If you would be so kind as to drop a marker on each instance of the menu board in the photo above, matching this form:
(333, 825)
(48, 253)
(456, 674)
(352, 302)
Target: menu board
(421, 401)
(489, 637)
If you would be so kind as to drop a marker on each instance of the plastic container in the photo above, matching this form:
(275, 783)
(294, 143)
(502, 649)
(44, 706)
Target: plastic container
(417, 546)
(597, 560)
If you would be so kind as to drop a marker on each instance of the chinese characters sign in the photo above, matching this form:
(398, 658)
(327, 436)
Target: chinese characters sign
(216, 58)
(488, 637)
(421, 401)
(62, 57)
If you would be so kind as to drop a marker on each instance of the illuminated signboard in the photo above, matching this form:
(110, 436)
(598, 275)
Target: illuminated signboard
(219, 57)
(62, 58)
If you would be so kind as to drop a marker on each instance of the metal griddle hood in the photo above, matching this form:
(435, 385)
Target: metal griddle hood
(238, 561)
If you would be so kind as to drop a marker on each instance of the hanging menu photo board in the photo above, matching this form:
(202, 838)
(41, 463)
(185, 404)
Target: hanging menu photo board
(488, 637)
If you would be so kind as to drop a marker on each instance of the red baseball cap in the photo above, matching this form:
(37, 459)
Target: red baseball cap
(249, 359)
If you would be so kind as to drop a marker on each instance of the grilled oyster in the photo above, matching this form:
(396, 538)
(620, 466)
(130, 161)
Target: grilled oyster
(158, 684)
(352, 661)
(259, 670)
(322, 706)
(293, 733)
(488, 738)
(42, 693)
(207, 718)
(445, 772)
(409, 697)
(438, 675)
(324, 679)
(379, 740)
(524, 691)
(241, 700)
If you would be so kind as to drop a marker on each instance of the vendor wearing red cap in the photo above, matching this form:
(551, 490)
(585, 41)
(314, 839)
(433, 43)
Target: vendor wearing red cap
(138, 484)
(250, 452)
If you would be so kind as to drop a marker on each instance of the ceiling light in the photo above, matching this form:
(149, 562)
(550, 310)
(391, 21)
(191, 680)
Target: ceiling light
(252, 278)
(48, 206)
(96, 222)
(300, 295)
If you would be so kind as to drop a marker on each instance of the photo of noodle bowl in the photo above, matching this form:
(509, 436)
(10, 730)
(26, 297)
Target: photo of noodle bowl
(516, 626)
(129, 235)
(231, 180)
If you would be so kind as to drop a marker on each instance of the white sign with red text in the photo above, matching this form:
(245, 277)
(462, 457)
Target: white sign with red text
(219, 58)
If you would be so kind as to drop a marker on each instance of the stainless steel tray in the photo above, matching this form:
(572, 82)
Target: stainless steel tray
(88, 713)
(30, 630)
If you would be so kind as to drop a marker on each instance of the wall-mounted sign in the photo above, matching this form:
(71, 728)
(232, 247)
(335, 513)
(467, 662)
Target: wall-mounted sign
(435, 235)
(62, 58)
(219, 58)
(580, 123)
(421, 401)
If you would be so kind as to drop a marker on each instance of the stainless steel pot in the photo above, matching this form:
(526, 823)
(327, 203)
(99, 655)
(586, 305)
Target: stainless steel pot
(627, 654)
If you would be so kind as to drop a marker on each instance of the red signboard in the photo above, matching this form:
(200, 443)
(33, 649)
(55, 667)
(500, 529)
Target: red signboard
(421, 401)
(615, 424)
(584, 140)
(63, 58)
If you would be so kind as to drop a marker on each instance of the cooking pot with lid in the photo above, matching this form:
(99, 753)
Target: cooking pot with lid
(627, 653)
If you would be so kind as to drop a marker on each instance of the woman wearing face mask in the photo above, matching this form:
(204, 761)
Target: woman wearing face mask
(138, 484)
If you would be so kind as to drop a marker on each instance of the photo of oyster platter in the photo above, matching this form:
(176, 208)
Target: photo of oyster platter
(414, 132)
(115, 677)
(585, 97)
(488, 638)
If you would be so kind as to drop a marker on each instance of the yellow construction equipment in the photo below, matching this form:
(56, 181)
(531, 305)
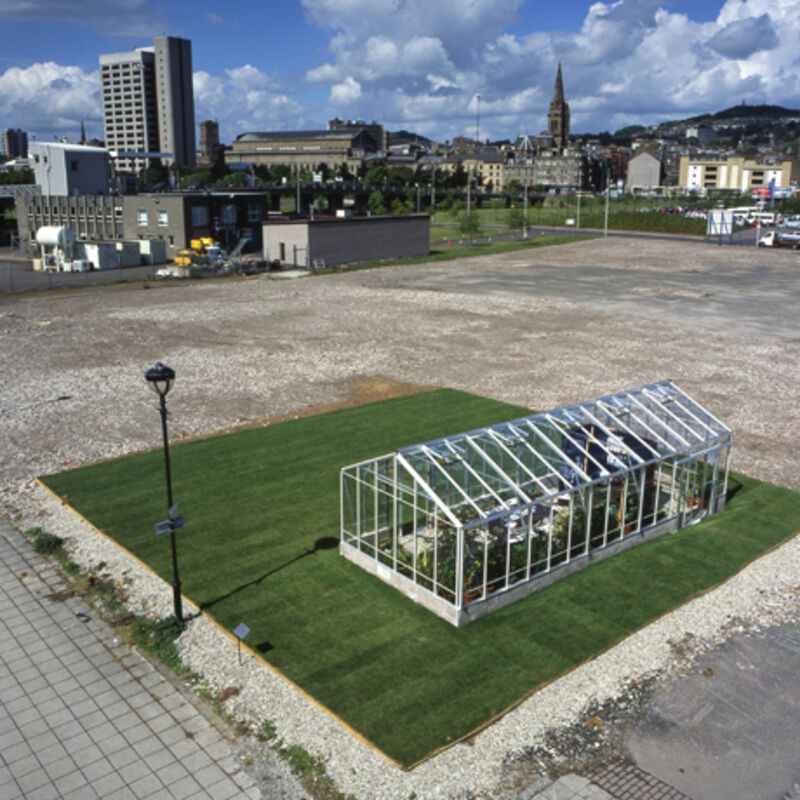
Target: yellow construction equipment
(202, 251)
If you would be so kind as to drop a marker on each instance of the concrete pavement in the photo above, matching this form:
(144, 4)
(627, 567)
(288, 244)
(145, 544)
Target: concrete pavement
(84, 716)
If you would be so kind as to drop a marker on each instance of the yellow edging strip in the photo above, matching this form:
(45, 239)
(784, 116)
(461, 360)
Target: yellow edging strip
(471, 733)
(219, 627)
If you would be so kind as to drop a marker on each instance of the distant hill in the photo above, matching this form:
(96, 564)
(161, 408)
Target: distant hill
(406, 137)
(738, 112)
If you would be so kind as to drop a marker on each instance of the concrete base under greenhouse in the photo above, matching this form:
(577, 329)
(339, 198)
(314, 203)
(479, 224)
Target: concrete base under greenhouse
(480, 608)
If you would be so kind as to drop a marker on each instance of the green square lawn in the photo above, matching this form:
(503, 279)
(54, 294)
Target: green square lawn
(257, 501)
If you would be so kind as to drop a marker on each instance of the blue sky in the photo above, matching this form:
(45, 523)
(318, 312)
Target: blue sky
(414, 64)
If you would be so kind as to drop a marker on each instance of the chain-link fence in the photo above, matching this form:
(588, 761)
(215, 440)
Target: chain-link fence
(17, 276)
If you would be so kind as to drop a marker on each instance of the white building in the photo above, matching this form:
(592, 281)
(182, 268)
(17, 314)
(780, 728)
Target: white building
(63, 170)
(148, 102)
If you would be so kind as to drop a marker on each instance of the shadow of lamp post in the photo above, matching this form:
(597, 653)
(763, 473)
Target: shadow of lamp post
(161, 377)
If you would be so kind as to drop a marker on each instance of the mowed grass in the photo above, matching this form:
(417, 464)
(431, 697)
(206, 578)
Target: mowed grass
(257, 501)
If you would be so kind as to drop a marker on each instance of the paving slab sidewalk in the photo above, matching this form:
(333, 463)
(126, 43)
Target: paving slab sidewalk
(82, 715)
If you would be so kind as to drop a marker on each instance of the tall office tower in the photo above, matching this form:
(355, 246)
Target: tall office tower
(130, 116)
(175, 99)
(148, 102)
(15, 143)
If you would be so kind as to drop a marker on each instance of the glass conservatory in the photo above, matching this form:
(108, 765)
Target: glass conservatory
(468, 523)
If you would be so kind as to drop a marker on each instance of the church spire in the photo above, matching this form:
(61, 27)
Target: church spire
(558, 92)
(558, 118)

▸ **STATED EXERCISE**:
Repeat exactly, and only, the lines of the records above, starting with the line that contains "of the paving" and ending with the final line, both included.

▸ **TASK RESULT**:
If you would be so kind as to drop a marker on each instance of the paving slab sidewalk in the photo above, matching this form:
(333, 463)
(126, 43)
Target: paving slab sidewalk
(82, 715)
If you would be so kind as to drop a marker on each instance of the tall office tower in the photo above, matching this form:
(355, 246)
Target: tall office tower
(130, 116)
(175, 99)
(148, 102)
(15, 143)
If you would be so kind as to drop a marker on each instance of the glass conservatory in the photo above, matching this form:
(108, 765)
Target: glass conservatory
(468, 523)
If you would be so kind as to drop a marker on each instance of the church spire in the photo above, matching this form:
(61, 27)
Target: church spire
(558, 92)
(558, 118)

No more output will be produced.